**Задания**
(a) Согласуются ли с отрывком о мемуарах Шостаковича и Баланчина следующие утверждения? Для каждого ответьте «да» или «нет» и приведите решающие слова отрывка. (i) Рукопись с подписями Шостаковича существовала в одном экземпляре. (ii) КГБ удалось завладеть рукописью. (iii) Баланчин плохо владел русским языком.
(b) Где, согласно отрывку о мемуарах Шостаковича и Баланчина, рассказчик и Марианна встретили Баланчина?
(c) Подхватите, пожалуйста, отрывок о мемуарах Шостаковича и Баланчина и продолжите его после последнего предложения.

**Отрывок**
======
Я подал заявление на выезд в Израиль, и нас с Марианной год не выпускали. В музыкальных кругах некоторые мои «доброжелатели» говорили, что я поеду не в другое государство, а поближе, в места не столь отдаленные. Нам удалось по каналам самиздата переправить рукопись за рубеж. Я страшно волновался, потому что у нас был только один экземпляр. И если бы он затерялся, то все мои надежды могли рухнуть. Ведь этот экземпляр был тем и ценен, что там в начале каждой главы стояла подпись Шостаковича. К счастью, книга благополучно попала в Америку.
КГБ так и не смог завладеть рукописью. У меня была встреча с вдовой композитора Ириной Антоновной. Я помню, она сказала, что, по поручению КГБ, просит дать мемуары на прочтение. Я ответил, что рукопись уже на Западе.
Нас с Марианной отпустили, потому что предполагалось, что я не смогу печатать книгу воспоминаний без разрешения вдовы умершего. Но по американским законам, если один из соавторов умирает, то права на книгу полностью у другого соавтора. Книга вышла на английском языке. На сегодняшний день она переведена на 20 языков.

— В Москве вы работали вместе с Шостаковичем. А здесь, в Нью-Йорке, вместе с Джорджем Баланчиным, замечательным балетмейстером. В книге этой, тоже переведенной на множество языков, размышления хореографа о времени, о жизни, о себе… Никто не мог бы уговорить Баланчина писать мемуары. А о Чайковском он готов был говорить бесконечно, так его любил. А, заодно, рассказывал и о себе.

- С разговора о Чайковском и началось наше знакомство с Баланчиным. Мы его встретили с Марианной на Бродвее у мясной лавки. Вот такая проза. Кстати, он был гурман, сам готовил великолепно, сказывались грузинские корни. А в тот день мы разговорились. Он великолепно владел русским, у него дома была большая библиотека русских книг, стихи от Пушкина до Бродского, он превосходно читал наизусть монолог Чацкого.
Он знал, что я написал книгу вместе с Шостаковичем. Но Шостаковича он не любил, хотя со мной был деликатен и слова худого о нем не говорил. Наш разговор о Чайковском на Бродвее ему понравился, он как раз в то время задумал провести фестиваль балетов на музыку великого композитора. И предложил мне написать текст для фестивальной сувенирной брошюры. Отсюда и началось наше сотрудничество. О мемуарах он и слышать не хотел, ему до меня предлагали десятки человек их писать. А я ему говорил: пройдет время, дети в России, которые обучаются музыке и балету, будут засыпать с вашей книжечкой под подушкой. Не знаю, почему, но кажется, этот шутливый аргумент произвел на него впечатление. И однажды мне позвонила его секретарша и сказала: «Мистер Би (так его называли) считает, что это хорошая идея».
Мы работали в театре, это были диалоги, которые мы вели почти изо дня в день. А потом он тяжело заболел, какой-то редкий вирус поразил его мозг. Баланчин стал терять ориентировку, не мог ходить, хотя мыслил по-прежнему ярко, остро, парадоксально. Книгу мы дописывали в больнице. Он горько шутил: хорошо, мол, что заболел, а то бы никогда не выкроил столько времени на книгу.
======
**Выдержки из данных**

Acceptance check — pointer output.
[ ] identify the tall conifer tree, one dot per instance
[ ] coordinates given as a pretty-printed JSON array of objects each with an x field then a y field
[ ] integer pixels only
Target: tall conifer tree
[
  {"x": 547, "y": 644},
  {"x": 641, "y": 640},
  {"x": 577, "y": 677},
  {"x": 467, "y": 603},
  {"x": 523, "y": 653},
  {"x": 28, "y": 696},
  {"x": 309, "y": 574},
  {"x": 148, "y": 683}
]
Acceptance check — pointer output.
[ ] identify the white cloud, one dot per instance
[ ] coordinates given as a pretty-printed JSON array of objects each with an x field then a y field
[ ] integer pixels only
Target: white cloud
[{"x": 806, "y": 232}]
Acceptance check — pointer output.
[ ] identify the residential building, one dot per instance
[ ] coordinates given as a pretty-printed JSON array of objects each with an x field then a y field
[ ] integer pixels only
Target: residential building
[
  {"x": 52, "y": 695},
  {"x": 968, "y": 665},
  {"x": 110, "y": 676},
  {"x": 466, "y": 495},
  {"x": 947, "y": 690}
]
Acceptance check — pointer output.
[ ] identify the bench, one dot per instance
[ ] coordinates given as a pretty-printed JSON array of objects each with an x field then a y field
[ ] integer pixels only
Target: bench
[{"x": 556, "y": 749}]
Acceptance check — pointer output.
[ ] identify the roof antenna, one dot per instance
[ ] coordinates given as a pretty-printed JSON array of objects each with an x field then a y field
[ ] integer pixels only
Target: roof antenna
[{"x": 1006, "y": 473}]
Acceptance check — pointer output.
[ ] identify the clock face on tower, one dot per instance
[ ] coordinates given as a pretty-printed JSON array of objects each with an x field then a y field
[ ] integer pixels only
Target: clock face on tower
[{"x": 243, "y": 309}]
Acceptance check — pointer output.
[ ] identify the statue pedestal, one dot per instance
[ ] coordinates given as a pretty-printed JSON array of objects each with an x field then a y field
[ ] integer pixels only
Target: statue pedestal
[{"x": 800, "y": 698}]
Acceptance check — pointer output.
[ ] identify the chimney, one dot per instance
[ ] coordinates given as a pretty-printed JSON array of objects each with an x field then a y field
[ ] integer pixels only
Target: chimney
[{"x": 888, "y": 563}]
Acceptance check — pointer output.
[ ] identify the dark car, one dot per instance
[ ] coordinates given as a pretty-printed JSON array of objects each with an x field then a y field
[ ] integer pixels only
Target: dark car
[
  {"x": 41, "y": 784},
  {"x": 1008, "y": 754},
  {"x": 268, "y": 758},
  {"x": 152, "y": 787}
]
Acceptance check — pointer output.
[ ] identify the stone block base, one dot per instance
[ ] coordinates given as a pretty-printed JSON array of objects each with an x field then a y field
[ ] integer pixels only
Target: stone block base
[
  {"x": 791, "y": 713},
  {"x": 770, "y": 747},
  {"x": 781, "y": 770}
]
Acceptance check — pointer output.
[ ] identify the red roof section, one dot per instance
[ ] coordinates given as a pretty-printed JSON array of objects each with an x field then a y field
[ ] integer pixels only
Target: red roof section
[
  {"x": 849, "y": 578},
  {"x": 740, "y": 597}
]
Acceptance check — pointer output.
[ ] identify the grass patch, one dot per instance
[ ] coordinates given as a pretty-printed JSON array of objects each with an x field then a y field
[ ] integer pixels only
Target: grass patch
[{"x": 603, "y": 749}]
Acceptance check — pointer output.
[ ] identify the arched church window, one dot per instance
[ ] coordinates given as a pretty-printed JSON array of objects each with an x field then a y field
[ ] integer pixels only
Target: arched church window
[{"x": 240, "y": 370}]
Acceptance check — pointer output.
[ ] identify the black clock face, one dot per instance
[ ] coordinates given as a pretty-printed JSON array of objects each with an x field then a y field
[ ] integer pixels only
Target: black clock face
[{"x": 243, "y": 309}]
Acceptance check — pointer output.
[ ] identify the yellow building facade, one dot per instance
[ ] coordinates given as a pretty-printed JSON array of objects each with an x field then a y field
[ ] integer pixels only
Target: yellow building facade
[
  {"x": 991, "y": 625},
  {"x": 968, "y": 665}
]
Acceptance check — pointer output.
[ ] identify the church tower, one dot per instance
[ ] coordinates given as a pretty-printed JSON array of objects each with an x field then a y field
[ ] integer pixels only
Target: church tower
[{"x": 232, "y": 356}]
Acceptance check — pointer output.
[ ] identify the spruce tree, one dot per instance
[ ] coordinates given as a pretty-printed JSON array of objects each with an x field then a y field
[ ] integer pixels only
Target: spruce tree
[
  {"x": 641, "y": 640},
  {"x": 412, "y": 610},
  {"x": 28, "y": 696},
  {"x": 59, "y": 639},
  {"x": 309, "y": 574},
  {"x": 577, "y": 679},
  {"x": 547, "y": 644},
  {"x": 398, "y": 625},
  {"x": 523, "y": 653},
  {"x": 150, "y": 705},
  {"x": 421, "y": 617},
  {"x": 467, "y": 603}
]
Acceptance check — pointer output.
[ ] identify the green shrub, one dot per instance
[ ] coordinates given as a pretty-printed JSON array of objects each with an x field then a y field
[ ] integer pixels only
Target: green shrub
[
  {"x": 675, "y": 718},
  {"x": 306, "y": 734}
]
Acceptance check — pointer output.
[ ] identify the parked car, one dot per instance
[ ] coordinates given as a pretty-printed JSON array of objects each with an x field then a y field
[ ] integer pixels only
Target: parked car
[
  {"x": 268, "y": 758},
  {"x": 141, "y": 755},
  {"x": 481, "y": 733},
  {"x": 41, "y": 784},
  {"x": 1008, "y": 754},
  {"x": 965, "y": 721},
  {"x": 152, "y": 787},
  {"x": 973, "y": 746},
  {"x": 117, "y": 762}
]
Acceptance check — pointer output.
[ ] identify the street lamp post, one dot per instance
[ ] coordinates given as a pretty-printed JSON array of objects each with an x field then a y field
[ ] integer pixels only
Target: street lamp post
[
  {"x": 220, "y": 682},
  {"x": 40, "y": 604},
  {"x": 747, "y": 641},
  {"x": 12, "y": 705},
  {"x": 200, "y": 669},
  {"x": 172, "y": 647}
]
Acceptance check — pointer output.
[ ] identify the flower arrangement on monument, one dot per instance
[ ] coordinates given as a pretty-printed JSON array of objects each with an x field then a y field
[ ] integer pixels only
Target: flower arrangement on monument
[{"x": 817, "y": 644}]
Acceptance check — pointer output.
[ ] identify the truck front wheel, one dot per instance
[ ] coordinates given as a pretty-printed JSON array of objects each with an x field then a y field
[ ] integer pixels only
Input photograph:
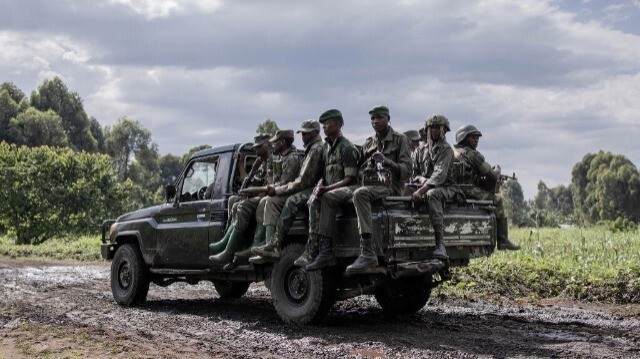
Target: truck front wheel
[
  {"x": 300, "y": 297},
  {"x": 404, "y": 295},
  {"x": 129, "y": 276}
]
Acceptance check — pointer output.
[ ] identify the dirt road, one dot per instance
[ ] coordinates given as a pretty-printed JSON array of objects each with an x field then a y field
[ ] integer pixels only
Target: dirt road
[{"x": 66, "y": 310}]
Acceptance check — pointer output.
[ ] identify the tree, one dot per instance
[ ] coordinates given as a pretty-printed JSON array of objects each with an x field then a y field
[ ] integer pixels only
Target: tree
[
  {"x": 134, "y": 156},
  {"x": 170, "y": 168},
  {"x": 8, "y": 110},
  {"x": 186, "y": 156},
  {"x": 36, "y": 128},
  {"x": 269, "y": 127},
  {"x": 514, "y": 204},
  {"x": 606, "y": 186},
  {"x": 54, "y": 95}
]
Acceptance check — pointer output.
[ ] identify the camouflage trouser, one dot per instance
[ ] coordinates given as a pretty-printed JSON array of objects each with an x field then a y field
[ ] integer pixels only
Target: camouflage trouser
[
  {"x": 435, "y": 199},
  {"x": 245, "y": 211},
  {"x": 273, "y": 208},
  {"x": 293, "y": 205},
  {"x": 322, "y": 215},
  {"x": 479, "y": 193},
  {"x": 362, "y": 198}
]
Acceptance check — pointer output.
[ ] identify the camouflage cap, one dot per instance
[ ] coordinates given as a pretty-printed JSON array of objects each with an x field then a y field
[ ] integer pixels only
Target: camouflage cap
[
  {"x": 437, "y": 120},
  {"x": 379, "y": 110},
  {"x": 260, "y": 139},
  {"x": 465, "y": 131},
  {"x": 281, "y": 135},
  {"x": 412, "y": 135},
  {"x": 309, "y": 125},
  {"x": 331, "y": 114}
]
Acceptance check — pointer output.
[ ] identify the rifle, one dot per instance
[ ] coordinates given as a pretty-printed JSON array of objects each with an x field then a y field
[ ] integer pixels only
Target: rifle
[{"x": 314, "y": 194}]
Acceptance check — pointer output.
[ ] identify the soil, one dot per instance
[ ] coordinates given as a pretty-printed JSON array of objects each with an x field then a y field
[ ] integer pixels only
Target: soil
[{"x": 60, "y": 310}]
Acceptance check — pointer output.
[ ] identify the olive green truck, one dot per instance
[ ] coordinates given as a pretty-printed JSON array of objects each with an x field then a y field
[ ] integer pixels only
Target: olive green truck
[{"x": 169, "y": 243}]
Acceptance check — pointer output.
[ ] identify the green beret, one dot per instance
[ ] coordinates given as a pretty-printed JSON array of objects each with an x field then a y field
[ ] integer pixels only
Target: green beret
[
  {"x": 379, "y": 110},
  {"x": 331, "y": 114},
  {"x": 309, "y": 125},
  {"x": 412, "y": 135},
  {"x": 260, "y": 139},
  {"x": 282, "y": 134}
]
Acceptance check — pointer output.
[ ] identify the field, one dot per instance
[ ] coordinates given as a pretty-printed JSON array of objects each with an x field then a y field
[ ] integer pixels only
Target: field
======
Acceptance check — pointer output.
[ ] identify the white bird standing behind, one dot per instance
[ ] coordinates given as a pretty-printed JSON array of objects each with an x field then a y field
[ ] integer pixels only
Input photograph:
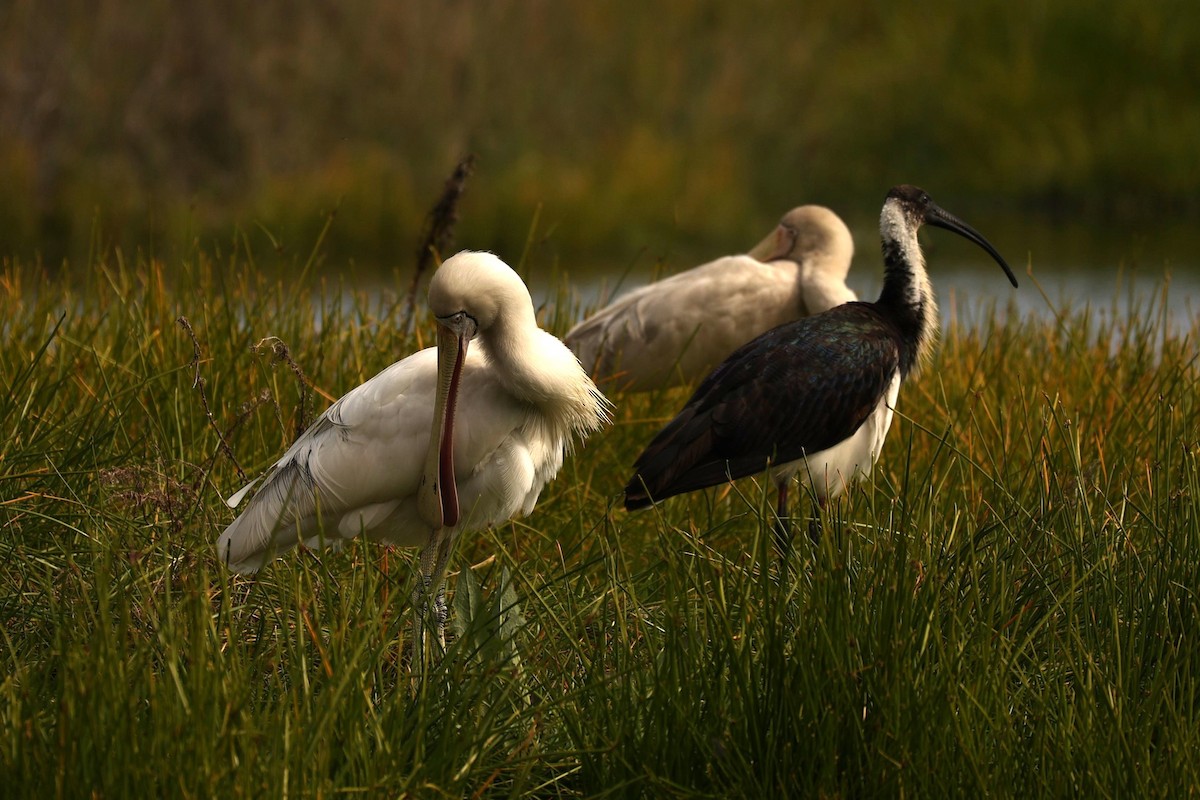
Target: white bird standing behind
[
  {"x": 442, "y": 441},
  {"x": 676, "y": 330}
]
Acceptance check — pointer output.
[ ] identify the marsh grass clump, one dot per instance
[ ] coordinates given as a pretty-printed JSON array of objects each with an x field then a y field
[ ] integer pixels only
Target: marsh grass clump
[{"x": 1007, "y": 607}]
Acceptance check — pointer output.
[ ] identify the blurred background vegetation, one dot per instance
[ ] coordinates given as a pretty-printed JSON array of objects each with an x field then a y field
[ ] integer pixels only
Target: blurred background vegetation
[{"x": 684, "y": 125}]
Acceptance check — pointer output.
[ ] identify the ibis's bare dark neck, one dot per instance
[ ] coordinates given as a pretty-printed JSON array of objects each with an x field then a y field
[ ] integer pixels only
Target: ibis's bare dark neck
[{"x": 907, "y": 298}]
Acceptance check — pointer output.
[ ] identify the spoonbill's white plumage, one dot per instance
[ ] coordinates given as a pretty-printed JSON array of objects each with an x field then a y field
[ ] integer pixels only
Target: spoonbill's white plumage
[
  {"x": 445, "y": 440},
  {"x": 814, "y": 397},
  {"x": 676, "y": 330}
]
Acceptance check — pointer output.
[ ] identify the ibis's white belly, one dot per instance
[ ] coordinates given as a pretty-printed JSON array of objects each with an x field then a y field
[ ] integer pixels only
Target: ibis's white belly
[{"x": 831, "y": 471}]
======
**Ожидаемые ответы**
(a) (i) Да: «у нас был только один экземпляр». (ii) Нет: «КГБ так и не смог завладеть рукописью». (iii) Нет: «Он великолепно владел русским».

(b) На Бродвее у мясной лавки.

(c)
Мы ее закончили, но ему так и не довелось увидеть ее напечатанной. В этой книге много мудрых откровений одного из интереснейших людей ХХ века.

— Вы работали над книгой «Из России на Запад» — это мемуары выдающегося скрипача Натана Мильштейна, написали энциклопедическую книгу «История культуры Санкт-Петербурга» (от основания до наших дней), «Иосиф Бродский в Нью-Йорке». Иосиф Бродский занимает особое место в вашей жизни?

— Да, у меня еще вышла в свет книга «Разговоры с Иосифом Бродским». Она выпущена на английском и на русском языках. Это было почетно и трудно — работать вместе с Бродским. Из всех великих людей, с которыми я общался, Иосиф, пожалуй, был самым сложным, самым непредсказуемым. Он ненавидел инерцию в жизни и творчестве, говорил, что ничего не хочет делать дважды ни в жизни, ни в своих стихах. Ожидали, что он вернется в Санкт-Петербург, а он так и не вернулся. Он с детства был таким непредсказуемым. Представьте себе гениального еврейского мальчика, который не закончил средней школы и пошел на завод. Наша книга диалогов рождалась очень трудно. К каждой беседе с ним приходилось тщательнейшим образом готовиться, я никак не мог предсказать, как он отреагирует на тот или иной вопрос. Он не любил Чайковского. Когда он узнал, что одна из глав моей книги о культуре Санкт-Петербурга будет посвящена Шостаковичу, то стал доказывать мне, что Шостакович не принадлежит петербургской культуре, что он явление, чуждое ей. У него были очень своеобразные суждения.

— Многие, отдавая дань таланту Бродского, считают его элитарным поэтом. Поэтом для избранных?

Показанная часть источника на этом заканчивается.